══ Texto para leer

Aquella tarde todo sería distinto en el colegio para Ana. Ella no lo sabía, ni se lo imaginaba, esperaba que la tarde transcurriera igual de monótona que siempre, cantos, rezos labores, y algo de juego. La entrada del director hizo a la clase ponerse de pie. Y con ayuda de la profesora, eligieron a dos de las niñas más mayores de la clase. Una de ellas, Ana.
Las mandaron a una aula que había vacía al final del pasillo, más bien parecía un almacén, no había apenas pupitres, y los que había eran viejos y amontonados, también había viejos mapas de pared enrollados y cajas de cartón con papel y libros .
Y en medio de la clase un inmenso caldero que no sabía cómo había entrado aquello allí, y encima de él, bien encajado en el borde, un tremendo colador de unas dimensiones que nunca había visto.
A su lado, muchos sacos de papel que pesaban bastante para el frágil cuerpecito de Ana, sacos que con la ayuda de su compañera consiguieron ponerlos de pie y abrirlos. Tiraron con cuidado del recio papel, no fuese a romperse por donde no debiera y el polvo blanco y sedoso que había visto por un clarito se derramara.
Le habían dado un cubo nuevo de plástico, tenían, (le dijeron,) que mezclar agua con aquella sustancia, y se transformaría en un líquido lechoso. Se pusieron manos a la obra. Hacer algo distinto, salir de la monotonía que no fuesen los deberes que tanto le aburrían le hacía ilusión. Pero había un problema, que se hacían grumos, muchos grumos, y había que remover con fuerza y con intensidad, y aún así no desaparecían. Así que el amasijo aquel pasaba al colador, y con unas grandes palas de madera que le habían dado los profesores, intentaron disolver aquellos endurecidos grumos que tanto se resistían. Había que ir agregando agua, no mucha, por que entonces saldría aquello muy claro, aguado, y no estaba dispuesta a hacerlo mal. ¡Cómo habían cambiado las cosas!

════
══ Líneas aportadas

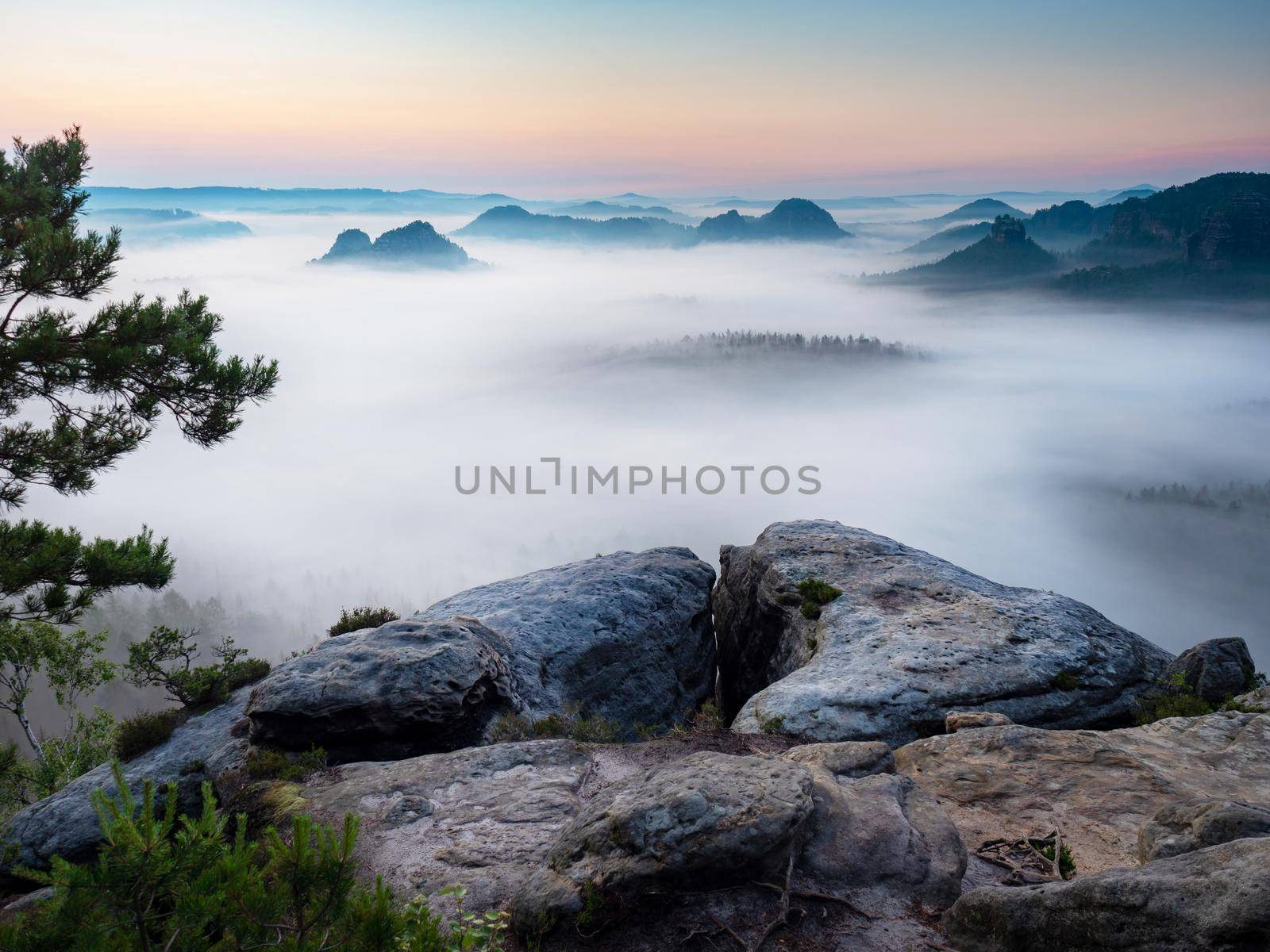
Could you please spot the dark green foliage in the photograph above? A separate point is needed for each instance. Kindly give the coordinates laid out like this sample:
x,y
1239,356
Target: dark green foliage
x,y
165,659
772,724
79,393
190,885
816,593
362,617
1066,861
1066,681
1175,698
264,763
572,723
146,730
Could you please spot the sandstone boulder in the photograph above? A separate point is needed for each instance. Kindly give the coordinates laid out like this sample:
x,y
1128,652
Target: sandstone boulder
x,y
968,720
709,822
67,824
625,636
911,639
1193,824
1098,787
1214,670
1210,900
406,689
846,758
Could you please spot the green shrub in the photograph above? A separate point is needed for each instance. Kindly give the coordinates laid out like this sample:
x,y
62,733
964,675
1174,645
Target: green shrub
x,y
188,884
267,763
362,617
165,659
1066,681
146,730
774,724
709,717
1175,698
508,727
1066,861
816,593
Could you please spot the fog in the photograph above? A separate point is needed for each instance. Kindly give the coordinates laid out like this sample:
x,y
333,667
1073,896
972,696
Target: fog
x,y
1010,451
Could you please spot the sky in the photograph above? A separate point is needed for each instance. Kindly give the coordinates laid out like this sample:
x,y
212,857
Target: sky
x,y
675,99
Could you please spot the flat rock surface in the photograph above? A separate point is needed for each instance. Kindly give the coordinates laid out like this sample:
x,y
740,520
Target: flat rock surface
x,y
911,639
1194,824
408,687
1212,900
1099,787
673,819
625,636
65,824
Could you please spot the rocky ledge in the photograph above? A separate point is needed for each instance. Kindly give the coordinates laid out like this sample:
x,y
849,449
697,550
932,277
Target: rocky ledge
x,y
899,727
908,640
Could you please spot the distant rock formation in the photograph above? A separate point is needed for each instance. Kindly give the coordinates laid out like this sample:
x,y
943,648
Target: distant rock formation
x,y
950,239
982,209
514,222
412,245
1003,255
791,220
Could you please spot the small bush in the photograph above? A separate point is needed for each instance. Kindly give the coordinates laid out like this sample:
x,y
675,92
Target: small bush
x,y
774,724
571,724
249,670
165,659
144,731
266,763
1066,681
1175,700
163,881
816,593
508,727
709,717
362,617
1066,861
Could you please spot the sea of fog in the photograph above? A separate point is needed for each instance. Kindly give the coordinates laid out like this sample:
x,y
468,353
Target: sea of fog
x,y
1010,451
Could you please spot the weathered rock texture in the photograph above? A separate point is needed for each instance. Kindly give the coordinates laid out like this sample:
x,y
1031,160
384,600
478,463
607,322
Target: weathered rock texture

════

Qué debes hacer
En el relato sobre Ana en el colegio, ¿con qué intentaron las niñas disolver los grumos que pasaban al colador?

La respuesta
Con unas grandes palas de madera que les habían dado los profesores.